- Task description
Rewrite the rows below, changing "woman with dark hair" to "woman with black hair" and leaving everything else as it is. Omit the pictures from your output.

- Records for this exercise
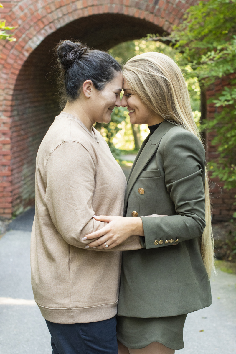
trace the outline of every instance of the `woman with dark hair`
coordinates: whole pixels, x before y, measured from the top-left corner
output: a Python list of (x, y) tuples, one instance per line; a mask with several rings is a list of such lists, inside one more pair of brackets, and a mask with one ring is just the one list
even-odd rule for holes
[(139, 235), (144, 246), (123, 252), (119, 354), (174, 354), (184, 347), (187, 314), (211, 303), (214, 247), (205, 151), (176, 63), (145, 53), (130, 59), (123, 74), (122, 105), (131, 124), (147, 124), (150, 132), (128, 179), (126, 217), (96, 217), (109, 223), (87, 237), (101, 236), (89, 247), (109, 250)]
[(91, 249), (85, 236), (107, 224), (95, 214), (123, 214), (124, 175), (93, 126), (120, 106), (123, 75), (107, 53), (79, 42), (56, 53), (66, 103), (37, 156), (32, 287), (53, 354), (116, 354), (120, 251), (142, 246), (134, 236), (114, 251)]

- Output for this task
trace the outline of every instance of the `woman with black hair`
coordinates: whole pixels, x before y, measured from the top-left corner
output: a Python list of (x, y) tuples, one instance per line; a mask with several rings is a list of such lists, inside one more pair of brackets, and a mask with one ring is just the one list
even-odd rule for holes
[(139, 235), (144, 246), (123, 252), (119, 354), (174, 354), (184, 347), (187, 314), (211, 303), (214, 247), (205, 151), (176, 63), (145, 53), (130, 59), (123, 74), (122, 105), (131, 124), (147, 124), (150, 132), (128, 179), (126, 217), (96, 217), (109, 223), (87, 237), (101, 236), (89, 247), (109, 250)]
[(91, 249), (85, 236), (107, 224), (95, 214), (123, 214), (124, 175), (93, 126), (120, 106), (123, 75), (107, 53), (79, 42), (56, 53), (66, 103), (37, 156), (32, 287), (53, 354), (116, 354), (120, 251), (142, 246), (134, 236), (114, 251)]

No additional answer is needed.